#### Trecho para leitura

Não houve avanços em termos de aumento de produtividades nem diminuição no uso
de agrotóxicos. Isto sem falar nos cada vez mais numerosos e dispendiosos
processos de consumidores contra as empresas de biotecnologia, condenadas por
impactos na saúde.
·
As carências
estruturais do sistema agroalimentar
As mencionadas
críticas, já preocupantes por si mesmas, empalidecem quando se analisam os
impactos já visíveis e os previsíveis de carências inerentes ao próprio
sistema. O sistema agroalimentar está submetido a um conjunto de fatores que o
estão levando a uma crise terminal, colocando em risco toda a humanidade.
Qualquer um destes fatores leva à inviabilização do sistema, mas a sua
combinação acelera o processo. O primeiro fator tem a ver com o fato de que o
sistema agroalimentar depende de recursos naturais para produzir: os
renováveis, como solo, água e biodiversidade e os não renováveis, como
petróleo, gás, fósforo e o potássio. Os primeiros estão sendo destruídos e os
segundos estão sendo esgotados.
·
O esgotamento dos
recursos naturais não renováveis – petróleo e gás
O esgotamento das
reservas de petróleo é objeto de debates desde os anos 50, quando o geólogo
americano King Hubert projetou o esgotamento das reservas americanas para o ano
1970. A projeção de King se confirmou, mas a que ele fez para a produção
mundial, o ano de 2000, não. Mas o erro, desculpável pela maior dificuldade de
acessar dados precisos em todo o mundo, foi de apenas oito anos. Hoje ninguém
discute o fato de que a oferta do chamado petróleo convencional estancou em
2008 e hoje oscila levemente em um patamar estável. Como a demanda não parou de
crescer, a corrida para explorar petróleo em formas ditas não convencionais
explodiu, estimulada pelos preços mais altos do convencional.

########

O que fazer - Por favor, copie sem alterações o trecho sobre o sistema agroalimentar, de "Não houve avanços" até "toda a humanidade.", inclusive.

#### Dados para revisão

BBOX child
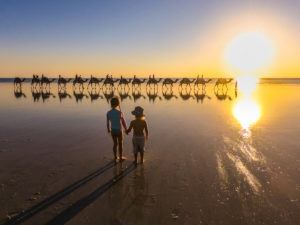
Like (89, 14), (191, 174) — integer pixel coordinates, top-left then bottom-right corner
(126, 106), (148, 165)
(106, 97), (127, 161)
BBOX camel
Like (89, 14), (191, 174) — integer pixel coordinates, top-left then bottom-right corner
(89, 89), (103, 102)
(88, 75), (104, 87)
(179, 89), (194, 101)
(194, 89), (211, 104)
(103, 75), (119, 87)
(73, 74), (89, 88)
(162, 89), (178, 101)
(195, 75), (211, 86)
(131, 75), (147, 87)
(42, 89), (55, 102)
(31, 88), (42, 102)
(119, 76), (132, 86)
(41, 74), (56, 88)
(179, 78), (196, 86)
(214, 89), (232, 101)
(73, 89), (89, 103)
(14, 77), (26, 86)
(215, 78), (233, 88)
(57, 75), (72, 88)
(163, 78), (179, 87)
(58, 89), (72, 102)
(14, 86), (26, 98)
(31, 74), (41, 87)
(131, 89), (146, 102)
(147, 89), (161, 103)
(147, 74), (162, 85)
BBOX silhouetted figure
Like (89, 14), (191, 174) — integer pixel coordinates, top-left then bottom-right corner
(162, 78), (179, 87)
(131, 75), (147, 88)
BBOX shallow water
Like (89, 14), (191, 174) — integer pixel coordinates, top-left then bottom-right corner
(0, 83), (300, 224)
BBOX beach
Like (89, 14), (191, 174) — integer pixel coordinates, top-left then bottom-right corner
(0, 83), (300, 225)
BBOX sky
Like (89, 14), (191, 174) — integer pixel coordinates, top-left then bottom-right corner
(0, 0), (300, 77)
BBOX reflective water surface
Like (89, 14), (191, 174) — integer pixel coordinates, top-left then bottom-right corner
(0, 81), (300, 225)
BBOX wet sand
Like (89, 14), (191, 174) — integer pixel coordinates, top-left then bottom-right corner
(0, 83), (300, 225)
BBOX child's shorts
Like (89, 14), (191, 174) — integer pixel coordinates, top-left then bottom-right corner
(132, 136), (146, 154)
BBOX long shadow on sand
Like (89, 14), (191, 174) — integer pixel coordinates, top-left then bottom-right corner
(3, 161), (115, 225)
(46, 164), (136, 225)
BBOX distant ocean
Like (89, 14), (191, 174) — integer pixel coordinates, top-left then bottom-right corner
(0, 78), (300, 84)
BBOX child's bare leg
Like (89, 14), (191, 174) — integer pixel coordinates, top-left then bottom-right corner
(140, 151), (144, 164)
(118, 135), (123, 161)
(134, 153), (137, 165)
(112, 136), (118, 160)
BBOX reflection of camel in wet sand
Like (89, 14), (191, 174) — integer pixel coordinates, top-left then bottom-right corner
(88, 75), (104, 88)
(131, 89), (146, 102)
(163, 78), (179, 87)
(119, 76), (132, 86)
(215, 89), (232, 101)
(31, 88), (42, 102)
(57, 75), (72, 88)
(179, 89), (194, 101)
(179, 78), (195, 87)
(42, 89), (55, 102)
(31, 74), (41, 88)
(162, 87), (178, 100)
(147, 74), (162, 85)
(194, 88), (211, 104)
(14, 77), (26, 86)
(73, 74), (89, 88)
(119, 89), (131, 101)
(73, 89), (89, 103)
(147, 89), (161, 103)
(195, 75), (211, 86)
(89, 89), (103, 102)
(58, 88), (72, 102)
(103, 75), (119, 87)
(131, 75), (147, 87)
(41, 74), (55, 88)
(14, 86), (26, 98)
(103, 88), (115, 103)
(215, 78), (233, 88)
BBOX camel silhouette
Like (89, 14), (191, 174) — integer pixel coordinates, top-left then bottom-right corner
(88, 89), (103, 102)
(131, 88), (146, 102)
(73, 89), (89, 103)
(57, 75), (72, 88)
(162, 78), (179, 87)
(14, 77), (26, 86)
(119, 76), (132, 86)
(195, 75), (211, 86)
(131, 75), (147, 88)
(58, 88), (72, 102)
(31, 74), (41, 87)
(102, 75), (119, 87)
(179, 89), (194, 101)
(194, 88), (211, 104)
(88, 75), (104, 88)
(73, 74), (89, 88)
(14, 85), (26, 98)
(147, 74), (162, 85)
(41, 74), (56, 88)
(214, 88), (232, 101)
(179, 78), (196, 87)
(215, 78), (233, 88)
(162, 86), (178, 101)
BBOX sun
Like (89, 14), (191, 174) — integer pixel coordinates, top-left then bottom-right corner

########

Exercício concluído -
Não houve avanços em termos de aumento de produtividades nem diminuição no uso
de agrotóxicos. Isto sem falar nos cada vez mais numerosos e dispendiosos
processos de consumidores contra as empresas de biotecnologia, condenadas por
impactos na saúde.
·
As carências
estruturais do sistema agroalimentar
As mencionadas
críticas, já preocupantes por si mesmas, empalidecem quando se analisam os
impactos já visíveis e os previsíveis de carências inerentes ao próprio
sistema. O sistema agroalimentar está submetido a um conjunto de fatores que o
estão levando a uma crise terminal, colocando em risco toda a humanidade.